Brief ->
Tally the lines in the entries below that contain the string "passenger". Reply with the number alone.

Items ->

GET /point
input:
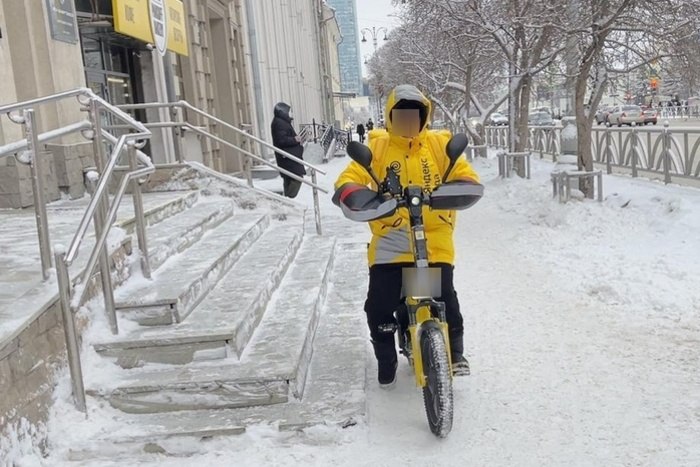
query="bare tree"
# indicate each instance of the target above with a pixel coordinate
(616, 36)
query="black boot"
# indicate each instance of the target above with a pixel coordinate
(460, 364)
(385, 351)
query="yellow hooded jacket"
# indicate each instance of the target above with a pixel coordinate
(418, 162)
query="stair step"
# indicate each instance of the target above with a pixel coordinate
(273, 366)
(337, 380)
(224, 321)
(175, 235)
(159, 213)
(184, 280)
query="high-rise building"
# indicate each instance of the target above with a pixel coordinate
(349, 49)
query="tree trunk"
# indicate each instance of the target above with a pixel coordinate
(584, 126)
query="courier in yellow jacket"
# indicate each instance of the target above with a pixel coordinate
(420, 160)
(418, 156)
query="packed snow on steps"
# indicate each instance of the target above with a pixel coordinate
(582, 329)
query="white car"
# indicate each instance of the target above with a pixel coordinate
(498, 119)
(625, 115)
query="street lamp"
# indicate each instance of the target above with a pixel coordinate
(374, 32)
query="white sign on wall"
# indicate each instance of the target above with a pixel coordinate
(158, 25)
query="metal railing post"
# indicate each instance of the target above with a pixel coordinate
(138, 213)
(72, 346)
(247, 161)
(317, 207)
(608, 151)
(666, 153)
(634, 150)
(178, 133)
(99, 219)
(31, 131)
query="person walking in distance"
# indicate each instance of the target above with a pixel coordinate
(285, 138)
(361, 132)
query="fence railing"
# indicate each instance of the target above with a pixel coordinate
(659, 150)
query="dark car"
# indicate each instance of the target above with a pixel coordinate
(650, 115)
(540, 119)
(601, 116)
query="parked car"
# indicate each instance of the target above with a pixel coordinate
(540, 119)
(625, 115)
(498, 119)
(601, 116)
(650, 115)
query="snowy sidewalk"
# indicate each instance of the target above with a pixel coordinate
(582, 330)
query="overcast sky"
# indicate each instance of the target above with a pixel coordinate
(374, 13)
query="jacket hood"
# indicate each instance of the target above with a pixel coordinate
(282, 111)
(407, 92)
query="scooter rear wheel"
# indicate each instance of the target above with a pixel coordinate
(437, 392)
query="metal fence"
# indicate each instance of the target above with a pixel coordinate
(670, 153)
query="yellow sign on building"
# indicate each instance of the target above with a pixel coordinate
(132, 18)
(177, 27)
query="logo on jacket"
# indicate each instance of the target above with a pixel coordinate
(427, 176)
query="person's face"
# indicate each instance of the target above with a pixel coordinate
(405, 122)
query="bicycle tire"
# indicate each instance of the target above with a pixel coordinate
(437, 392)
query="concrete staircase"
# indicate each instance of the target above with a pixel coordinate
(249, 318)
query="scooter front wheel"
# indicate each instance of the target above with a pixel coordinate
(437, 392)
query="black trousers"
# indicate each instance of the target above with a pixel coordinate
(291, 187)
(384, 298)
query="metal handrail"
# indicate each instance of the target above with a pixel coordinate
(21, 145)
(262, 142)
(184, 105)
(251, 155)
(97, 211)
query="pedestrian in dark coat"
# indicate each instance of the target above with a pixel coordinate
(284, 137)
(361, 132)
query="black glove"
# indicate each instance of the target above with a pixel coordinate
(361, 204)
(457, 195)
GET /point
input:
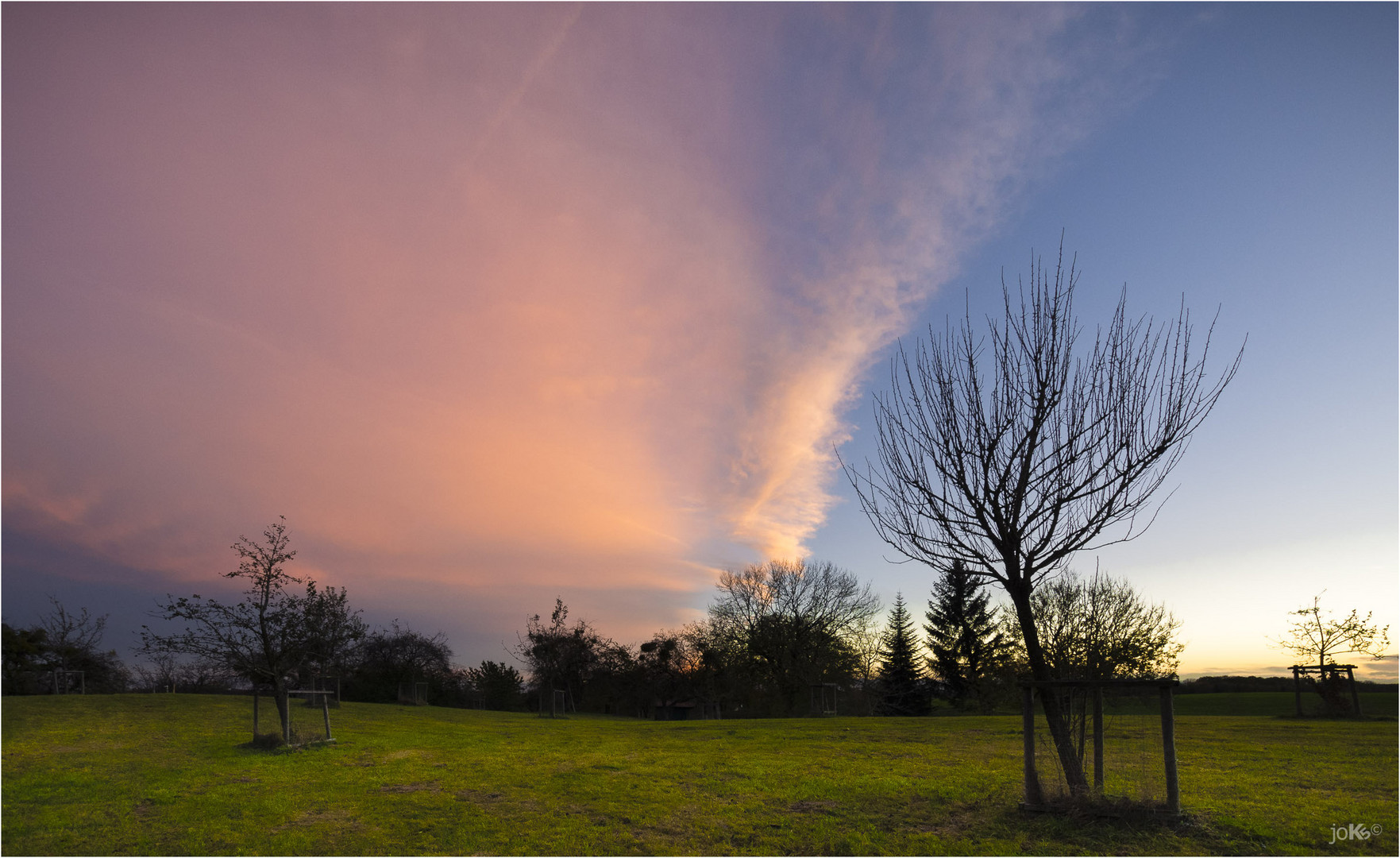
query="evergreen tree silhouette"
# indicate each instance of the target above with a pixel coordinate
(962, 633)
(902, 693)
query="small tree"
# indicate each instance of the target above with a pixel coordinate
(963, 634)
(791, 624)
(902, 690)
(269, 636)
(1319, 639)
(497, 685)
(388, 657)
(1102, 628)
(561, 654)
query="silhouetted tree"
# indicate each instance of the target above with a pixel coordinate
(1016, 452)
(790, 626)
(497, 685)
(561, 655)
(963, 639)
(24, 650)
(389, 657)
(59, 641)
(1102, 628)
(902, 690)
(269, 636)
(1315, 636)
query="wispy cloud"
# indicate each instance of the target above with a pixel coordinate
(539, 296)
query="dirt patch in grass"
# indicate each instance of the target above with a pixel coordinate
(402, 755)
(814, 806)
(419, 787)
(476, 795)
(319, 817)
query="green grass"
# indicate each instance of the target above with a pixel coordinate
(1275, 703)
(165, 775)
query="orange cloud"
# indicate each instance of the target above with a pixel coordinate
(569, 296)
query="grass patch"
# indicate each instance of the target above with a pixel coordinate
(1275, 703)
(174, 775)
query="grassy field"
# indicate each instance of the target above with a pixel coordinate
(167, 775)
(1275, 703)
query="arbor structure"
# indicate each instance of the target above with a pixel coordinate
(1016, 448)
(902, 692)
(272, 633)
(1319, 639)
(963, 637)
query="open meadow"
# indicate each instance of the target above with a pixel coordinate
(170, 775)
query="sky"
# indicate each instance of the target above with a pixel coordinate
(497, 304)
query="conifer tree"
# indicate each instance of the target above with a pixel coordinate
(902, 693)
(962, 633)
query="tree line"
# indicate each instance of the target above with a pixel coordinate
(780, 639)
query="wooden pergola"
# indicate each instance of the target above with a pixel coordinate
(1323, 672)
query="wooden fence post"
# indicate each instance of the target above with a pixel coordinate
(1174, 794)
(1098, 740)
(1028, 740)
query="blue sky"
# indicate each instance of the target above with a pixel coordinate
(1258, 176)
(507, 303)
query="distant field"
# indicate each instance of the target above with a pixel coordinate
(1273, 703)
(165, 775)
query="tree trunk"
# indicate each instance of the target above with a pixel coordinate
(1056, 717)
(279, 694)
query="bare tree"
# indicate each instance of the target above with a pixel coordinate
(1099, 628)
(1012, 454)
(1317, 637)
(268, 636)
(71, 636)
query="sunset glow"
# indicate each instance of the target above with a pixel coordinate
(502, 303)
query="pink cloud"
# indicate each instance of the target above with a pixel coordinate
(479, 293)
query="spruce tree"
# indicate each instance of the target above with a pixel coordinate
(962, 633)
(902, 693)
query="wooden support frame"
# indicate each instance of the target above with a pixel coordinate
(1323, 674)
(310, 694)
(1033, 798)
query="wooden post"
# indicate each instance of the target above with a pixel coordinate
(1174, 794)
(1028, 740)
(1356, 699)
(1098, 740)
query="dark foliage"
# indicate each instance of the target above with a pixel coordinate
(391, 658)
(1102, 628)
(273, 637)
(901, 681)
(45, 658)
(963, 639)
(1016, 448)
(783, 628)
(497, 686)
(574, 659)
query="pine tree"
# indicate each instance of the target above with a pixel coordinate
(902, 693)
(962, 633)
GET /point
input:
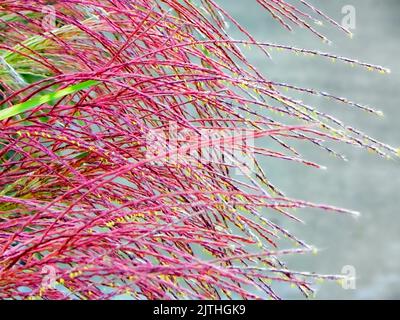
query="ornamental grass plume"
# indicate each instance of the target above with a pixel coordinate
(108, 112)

==

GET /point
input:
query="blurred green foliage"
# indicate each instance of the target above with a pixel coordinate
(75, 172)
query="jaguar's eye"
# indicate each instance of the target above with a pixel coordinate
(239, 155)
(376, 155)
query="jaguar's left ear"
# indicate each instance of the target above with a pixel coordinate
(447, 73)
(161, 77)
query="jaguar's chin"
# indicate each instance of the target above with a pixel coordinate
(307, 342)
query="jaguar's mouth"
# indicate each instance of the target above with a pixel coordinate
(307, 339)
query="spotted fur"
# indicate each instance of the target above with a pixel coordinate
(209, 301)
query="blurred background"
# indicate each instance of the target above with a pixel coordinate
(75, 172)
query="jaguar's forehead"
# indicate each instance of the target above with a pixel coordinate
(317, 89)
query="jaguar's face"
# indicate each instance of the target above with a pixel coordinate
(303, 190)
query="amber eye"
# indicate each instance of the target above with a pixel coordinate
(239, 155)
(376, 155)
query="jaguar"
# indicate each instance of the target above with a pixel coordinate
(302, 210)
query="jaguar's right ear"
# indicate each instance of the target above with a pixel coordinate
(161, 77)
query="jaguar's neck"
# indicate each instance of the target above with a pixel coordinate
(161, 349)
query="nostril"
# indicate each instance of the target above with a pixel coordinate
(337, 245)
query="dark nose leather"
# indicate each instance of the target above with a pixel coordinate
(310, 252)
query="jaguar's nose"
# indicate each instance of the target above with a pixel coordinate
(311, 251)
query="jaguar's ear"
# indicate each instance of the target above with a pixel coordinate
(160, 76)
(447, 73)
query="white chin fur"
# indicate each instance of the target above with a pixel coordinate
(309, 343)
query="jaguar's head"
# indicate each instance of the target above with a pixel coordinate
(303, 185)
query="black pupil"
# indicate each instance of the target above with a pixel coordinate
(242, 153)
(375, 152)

* * *

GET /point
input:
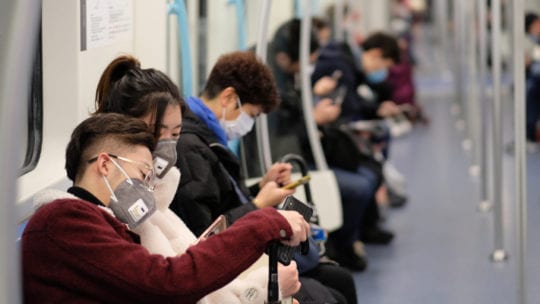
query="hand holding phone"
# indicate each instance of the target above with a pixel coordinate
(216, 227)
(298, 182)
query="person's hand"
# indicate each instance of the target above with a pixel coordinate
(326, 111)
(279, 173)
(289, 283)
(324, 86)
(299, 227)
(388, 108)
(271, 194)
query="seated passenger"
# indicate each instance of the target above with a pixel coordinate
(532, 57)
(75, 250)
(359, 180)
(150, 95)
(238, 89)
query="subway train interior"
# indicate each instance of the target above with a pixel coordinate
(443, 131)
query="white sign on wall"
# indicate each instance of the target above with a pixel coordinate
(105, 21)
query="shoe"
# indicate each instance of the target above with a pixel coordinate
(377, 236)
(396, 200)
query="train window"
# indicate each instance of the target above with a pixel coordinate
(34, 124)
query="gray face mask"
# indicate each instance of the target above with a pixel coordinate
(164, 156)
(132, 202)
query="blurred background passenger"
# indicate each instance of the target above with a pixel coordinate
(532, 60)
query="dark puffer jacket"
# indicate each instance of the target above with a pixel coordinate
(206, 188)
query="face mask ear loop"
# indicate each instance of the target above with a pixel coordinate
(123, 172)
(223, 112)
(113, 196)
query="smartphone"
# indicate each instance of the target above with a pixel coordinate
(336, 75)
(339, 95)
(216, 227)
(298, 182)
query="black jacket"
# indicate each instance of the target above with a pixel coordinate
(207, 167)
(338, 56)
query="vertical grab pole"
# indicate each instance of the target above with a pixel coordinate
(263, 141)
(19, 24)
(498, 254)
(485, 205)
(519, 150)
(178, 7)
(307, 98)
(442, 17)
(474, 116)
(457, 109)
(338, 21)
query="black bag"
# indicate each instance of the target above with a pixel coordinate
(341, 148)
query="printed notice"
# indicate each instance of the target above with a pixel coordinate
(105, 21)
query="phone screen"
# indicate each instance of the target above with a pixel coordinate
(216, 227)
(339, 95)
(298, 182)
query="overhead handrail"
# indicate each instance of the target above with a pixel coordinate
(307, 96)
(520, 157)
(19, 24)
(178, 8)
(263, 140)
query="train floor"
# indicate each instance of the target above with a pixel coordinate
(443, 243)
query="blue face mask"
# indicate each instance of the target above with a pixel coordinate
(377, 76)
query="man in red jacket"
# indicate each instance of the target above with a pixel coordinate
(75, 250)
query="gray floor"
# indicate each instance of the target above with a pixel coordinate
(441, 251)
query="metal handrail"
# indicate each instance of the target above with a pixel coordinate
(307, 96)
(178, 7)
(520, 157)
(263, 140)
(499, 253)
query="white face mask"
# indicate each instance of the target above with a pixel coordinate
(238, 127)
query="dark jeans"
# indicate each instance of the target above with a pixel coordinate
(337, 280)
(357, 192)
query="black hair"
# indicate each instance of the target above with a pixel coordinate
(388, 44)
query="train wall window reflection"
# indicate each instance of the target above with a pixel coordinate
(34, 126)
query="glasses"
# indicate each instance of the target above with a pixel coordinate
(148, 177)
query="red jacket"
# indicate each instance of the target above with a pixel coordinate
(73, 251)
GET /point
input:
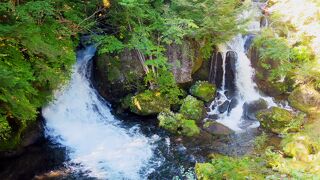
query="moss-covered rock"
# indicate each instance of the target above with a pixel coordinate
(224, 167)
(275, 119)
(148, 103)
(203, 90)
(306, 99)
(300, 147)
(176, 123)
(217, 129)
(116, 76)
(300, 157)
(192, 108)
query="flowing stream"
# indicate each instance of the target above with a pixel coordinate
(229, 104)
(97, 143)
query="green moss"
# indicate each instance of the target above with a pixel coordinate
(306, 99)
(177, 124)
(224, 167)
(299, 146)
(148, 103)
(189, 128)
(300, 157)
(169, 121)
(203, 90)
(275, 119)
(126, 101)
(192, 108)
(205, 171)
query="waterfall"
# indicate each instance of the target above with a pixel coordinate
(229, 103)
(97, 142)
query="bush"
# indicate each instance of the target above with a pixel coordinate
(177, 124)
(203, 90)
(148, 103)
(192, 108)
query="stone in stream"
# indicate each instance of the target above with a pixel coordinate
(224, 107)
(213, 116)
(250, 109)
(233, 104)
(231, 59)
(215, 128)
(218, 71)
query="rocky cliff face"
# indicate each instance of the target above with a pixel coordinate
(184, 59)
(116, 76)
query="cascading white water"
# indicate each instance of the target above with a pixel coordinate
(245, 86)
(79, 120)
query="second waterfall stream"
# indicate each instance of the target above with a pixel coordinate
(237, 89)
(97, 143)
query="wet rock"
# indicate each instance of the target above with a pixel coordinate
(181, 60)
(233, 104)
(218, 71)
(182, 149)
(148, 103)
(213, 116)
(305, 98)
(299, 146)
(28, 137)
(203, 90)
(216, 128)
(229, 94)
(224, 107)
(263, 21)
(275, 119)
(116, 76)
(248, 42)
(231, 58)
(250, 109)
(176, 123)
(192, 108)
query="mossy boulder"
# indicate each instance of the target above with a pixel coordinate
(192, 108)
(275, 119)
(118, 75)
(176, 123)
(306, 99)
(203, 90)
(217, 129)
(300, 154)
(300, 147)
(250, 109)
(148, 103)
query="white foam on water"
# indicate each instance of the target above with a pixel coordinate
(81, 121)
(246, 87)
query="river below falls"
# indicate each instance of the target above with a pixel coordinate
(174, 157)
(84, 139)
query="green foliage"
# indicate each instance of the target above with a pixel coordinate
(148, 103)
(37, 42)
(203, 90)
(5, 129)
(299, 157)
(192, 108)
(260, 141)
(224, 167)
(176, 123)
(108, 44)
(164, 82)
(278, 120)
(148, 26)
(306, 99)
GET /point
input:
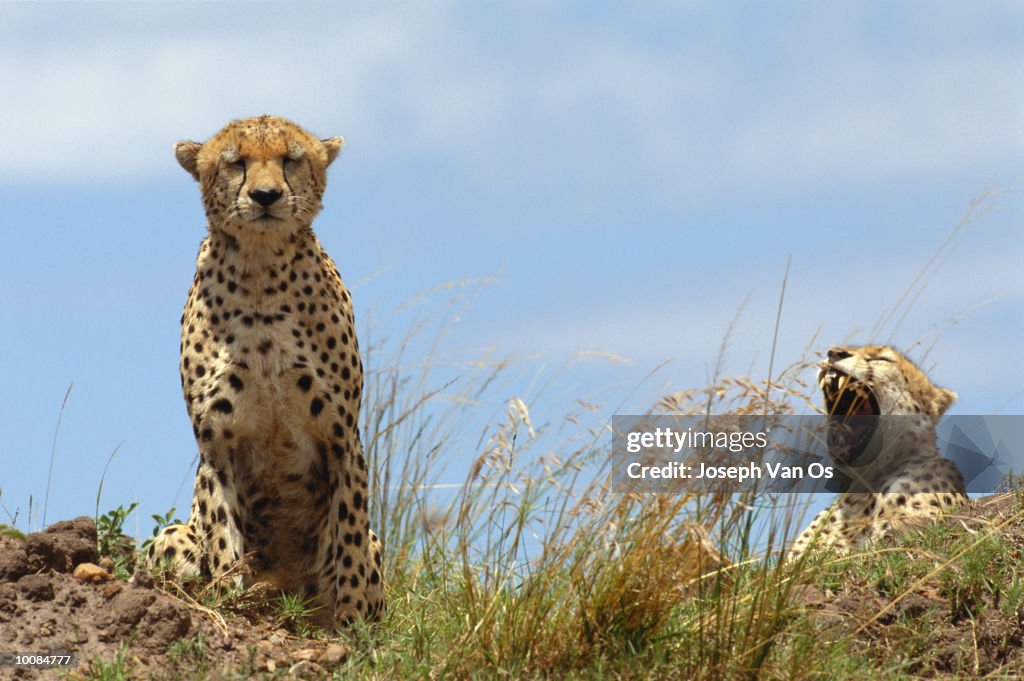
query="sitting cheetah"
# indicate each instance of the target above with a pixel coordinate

Exercise solution ->
2